## SOURCE MATERIAL
• • • • •

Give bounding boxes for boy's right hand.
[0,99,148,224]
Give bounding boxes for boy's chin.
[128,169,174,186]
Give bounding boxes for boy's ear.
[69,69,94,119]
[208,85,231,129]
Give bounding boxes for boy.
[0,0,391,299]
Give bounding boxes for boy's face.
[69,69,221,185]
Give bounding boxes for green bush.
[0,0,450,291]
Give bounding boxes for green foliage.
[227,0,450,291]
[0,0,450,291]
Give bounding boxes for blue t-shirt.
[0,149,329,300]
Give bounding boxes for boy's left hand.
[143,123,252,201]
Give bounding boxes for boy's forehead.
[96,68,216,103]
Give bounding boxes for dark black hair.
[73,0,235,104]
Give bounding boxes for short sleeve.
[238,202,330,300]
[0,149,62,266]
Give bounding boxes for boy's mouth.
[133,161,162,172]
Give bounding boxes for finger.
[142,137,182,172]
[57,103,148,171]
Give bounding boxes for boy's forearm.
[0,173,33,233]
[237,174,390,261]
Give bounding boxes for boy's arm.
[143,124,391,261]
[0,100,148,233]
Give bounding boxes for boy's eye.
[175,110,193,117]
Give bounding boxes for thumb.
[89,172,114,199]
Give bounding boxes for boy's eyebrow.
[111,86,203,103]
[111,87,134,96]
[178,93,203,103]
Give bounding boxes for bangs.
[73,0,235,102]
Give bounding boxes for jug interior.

• • • • •

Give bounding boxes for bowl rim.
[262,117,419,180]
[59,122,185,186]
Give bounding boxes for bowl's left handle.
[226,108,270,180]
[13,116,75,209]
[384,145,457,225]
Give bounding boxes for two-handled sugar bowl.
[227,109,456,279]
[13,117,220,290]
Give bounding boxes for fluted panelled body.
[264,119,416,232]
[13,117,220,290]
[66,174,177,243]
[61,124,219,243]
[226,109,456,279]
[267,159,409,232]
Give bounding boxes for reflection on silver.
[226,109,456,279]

• • • • •

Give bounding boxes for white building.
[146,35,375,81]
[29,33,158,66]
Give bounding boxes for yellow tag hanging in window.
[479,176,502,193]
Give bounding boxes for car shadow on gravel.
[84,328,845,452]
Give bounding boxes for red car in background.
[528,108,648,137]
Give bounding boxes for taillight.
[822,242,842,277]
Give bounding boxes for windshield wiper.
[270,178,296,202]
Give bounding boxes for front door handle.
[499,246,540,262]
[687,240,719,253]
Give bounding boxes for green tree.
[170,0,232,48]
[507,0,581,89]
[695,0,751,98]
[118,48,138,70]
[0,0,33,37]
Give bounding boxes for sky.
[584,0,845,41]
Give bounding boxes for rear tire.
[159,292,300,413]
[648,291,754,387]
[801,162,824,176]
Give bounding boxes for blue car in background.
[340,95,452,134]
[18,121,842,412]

• • • • •

## SHORT EXERCISE
Copy out, word for word, the lines beginning with the line containing "Give bounding boxes for boy's right hand." and continuing through the line containing "Give bounding boxes for jug interior.", including both of those lines.

## FULL OUTPUT
Give bounding boxes for boy's right hand.
[0,99,148,224]
Give bounding boxes for boy's chin.
[128,169,174,186]
Give bounding boxes for boy's ear.
[69,69,94,119]
[208,85,231,129]
Give bounding boxes for boy.
[0,0,391,299]
Give bounding boxes for boy's face.
[69,69,221,185]
Give bounding boxes for green bush.
[0,0,450,291]
Give bounding boxes for green foliage.
[227,0,450,291]
[0,0,450,291]
Give bounding boxes for blue t-shirt.
[0,149,329,300]
Give bounding boxes for boy's left hand.
[143,123,252,201]
Give bounding boxes for boy's forehead.
[96,68,216,103]
Give bounding boxes for dark black hair.
[73,0,235,104]
Give bounding boxes for short sleeve.
[238,202,330,300]
[0,149,62,266]
Give bounding boxes for boy's mouth.
[133,161,162,172]
Give bounding boxes for finger.
[142,137,182,172]
[57,103,148,171]
Give bounding boxes for boy's forearm.
[0,173,33,233]
[237,174,390,261]
Give bounding boxes for boy's arm.
[143,124,391,261]
[0,100,148,233]
Give bounding boxes for boy's eye.
[175,110,193,117]
Give bounding boxes for thumb.
[89,172,114,199]
Give bounding boxes for boy's eyebrow.
[111,86,203,103]
[111,87,134,96]
[178,93,203,103]
Give bounding boxes for bangs.
[73,0,235,102]
Give bounding boxes for jug interior.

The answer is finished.